[What needs to be done] Please render all of the data below as a numbered list, skipping any blank lines. Leave the pictures out.

(Part of a data file)
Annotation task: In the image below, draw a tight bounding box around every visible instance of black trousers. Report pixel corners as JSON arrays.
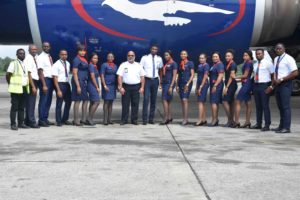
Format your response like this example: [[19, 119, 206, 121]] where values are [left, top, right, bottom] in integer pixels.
[[10, 87, 27, 126], [121, 84, 141, 123], [25, 80, 38, 126], [253, 83, 271, 126]]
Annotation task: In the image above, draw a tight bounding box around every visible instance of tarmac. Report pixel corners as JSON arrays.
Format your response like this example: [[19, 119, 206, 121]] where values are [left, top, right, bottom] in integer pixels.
[[0, 80, 300, 200]]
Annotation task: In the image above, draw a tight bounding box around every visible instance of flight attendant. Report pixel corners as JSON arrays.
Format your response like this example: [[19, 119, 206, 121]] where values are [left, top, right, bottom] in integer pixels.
[[72, 45, 89, 126], [117, 51, 145, 125], [223, 50, 237, 127], [232, 51, 253, 128], [195, 53, 210, 126], [24, 44, 39, 128], [37, 42, 54, 127], [100, 53, 118, 125], [176, 50, 195, 126], [273, 43, 298, 133], [159, 51, 178, 125], [209, 52, 225, 127], [86, 53, 100, 126], [251, 49, 274, 131], [52, 50, 72, 126]]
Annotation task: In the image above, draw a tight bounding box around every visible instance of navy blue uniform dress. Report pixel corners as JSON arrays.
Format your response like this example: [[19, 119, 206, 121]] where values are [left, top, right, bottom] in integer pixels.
[[87, 64, 100, 102], [223, 62, 237, 104], [100, 63, 118, 101], [178, 61, 194, 99], [209, 62, 225, 104], [72, 56, 89, 101], [196, 63, 209, 102], [161, 61, 178, 101], [236, 61, 253, 102]]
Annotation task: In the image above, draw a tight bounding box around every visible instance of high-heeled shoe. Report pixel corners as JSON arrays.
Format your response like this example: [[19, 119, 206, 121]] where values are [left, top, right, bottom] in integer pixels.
[[208, 120, 219, 127], [159, 119, 169, 125], [240, 123, 251, 128], [168, 118, 173, 123], [181, 121, 189, 126], [231, 122, 241, 128], [194, 121, 207, 126]]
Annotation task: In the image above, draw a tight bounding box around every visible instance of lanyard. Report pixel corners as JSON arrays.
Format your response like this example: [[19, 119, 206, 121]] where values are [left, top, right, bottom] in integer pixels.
[[275, 54, 286, 79], [60, 60, 69, 78], [18, 60, 26, 74], [255, 61, 261, 83]]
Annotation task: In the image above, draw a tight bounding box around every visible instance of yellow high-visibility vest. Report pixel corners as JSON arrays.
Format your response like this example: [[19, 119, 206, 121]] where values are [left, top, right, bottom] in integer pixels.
[[8, 60, 29, 94]]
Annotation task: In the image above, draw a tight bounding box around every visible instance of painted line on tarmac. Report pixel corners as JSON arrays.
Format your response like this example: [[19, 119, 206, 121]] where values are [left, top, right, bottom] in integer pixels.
[[157, 109, 211, 200]]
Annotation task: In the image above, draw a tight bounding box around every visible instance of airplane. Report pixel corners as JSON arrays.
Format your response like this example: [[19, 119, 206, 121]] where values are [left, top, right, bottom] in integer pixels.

[Problem solution]
1. Annotation task: In the image below, draw a tight bounding box around every visible instance of black trousers. Report pixel corners as JSON arrays.
2. Format your response like this example: [[19, 119, 206, 121]] where values are [left, top, right, bottom] in integer pixels.
3. [[10, 87, 27, 126], [121, 84, 141, 123], [25, 80, 38, 126], [253, 83, 271, 126]]
4. Annotation task: In the image above, draw a tight bounding box around every visible instance of tarmac. Report pixel corners as JSON arrays.
5. Format your response like this example: [[19, 119, 206, 121]] where values are [left, top, right, bottom] in integer pixels.
6. [[0, 80, 300, 200]]
7. Annotation task: In the image above, draw a tight bounding box around every visible instance of flight attendant. Report pixel corners as JSON arrays.
8. Format your response like this example: [[19, 119, 206, 121]] where values are [left, top, right, bottom] in integer pixels.
9. [[72, 45, 89, 126], [117, 51, 145, 125], [223, 50, 237, 127], [232, 51, 253, 128], [195, 53, 210, 126], [24, 44, 39, 128], [37, 42, 54, 127], [100, 53, 118, 125], [176, 50, 195, 126], [273, 43, 298, 133], [159, 51, 178, 125], [209, 52, 225, 127], [86, 53, 100, 126], [251, 49, 274, 131], [52, 50, 72, 126]]
10. Annotation task: In the image above, draw a tight bounding box around every visible instance of navy blue uniform dress. Report pixel corners as JSON arrays.
11. Format your response like this example: [[19, 119, 206, 121]] where values are [left, top, right, bottom] in integer pixels.
12. [[87, 64, 100, 102], [223, 62, 237, 104], [100, 63, 118, 101], [178, 61, 194, 99], [209, 62, 225, 104], [72, 56, 89, 101], [196, 63, 209, 102], [161, 61, 178, 101], [236, 61, 253, 102]]
13. Annotation task: In the image above, draw a tight bounding box around every visible instance of high-heeled shoe. Report pixel corners as JSON arrays.
14. Format your response like this example: [[19, 119, 206, 121]] where values are [left, top, right, bottom] in integer pixels.
15. [[208, 120, 219, 127], [159, 119, 169, 125], [240, 123, 251, 128], [168, 118, 173, 123], [181, 121, 189, 126], [231, 122, 241, 128], [194, 121, 207, 126]]
16. Annotation task: In the image above, draw a tight bounding box around every visible instance of lanyard. Report pixel corners as JSON arrays.
17. Format your response like this example: [[19, 119, 206, 121]] where values are [left, top, right, bottom] in integer pixels.
18. [[275, 54, 286, 79], [60, 60, 69, 78], [18, 60, 26, 74], [255, 61, 261, 83]]
19. Annotation task: In the image above, draw a tight bounding box around every visible instance of yellow high-visibility vest. Report pixel corners as JSON arrays.
20. Format your response like this example: [[19, 119, 206, 121]] where values are [left, top, right, bottom] in integer pixels.
21. [[8, 60, 29, 94]]
22. Annotation task: In the image above, draw a tight bounding box around every visible instance of painted line on tarmac. Report pixel corners as JSON arrays.
23. Format your response like this example: [[19, 119, 206, 121]] where values are [left, top, right, bottom] in integer pixels.
24. [[157, 109, 211, 200]]
25. Annotation task: In the image above, draw a tight bounding box around every visible instance of airplane. Report pixel corners as JSON arrays.
26. Format your response like this example: [[19, 119, 206, 121]] where values are [left, top, right, bottom] in integer pixels.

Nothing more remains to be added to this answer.